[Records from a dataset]
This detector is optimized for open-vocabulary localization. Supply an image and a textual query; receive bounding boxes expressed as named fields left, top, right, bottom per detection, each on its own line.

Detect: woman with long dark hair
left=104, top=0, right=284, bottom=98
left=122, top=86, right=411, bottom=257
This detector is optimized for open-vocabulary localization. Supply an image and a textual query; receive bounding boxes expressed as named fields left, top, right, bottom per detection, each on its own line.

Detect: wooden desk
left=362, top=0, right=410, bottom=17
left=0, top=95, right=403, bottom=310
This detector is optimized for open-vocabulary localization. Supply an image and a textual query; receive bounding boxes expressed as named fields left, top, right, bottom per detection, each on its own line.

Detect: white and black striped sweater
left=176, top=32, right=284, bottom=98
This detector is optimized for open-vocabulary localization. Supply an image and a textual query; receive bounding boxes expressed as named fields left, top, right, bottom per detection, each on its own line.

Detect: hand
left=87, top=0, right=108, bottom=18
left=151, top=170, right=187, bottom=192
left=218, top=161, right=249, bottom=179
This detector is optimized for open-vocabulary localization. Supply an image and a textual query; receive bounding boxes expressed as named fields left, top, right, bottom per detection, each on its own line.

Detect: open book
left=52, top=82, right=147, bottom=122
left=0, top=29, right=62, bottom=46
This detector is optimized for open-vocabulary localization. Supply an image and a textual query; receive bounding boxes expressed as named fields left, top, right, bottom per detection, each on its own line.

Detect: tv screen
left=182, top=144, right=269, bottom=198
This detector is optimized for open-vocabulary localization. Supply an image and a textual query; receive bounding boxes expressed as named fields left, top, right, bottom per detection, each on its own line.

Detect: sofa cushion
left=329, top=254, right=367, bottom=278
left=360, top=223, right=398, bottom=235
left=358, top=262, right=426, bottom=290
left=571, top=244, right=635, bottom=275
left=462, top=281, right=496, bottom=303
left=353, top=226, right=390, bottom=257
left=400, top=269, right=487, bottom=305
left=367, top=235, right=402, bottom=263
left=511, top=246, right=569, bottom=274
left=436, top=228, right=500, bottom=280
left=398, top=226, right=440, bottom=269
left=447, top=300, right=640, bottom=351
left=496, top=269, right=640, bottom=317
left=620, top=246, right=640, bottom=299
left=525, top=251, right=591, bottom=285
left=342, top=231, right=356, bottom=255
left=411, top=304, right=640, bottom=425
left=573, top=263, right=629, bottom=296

What is expected - Copy the lines above verbatim, starting at the first line of the records and ending at the line that contains "left=122, top=86, right=411, bottom=257".

Answer below -
This detector is optimized for open-vocabulary localization. Supply an image and a textual query; receive bounding boxes expressed as named fields left, top, right, bottom per detection, each on its own line.

Detect: woman with long dark hair
left=104, top=0, right=284, bottom=98
left=122, top=86, right=411, bottom=257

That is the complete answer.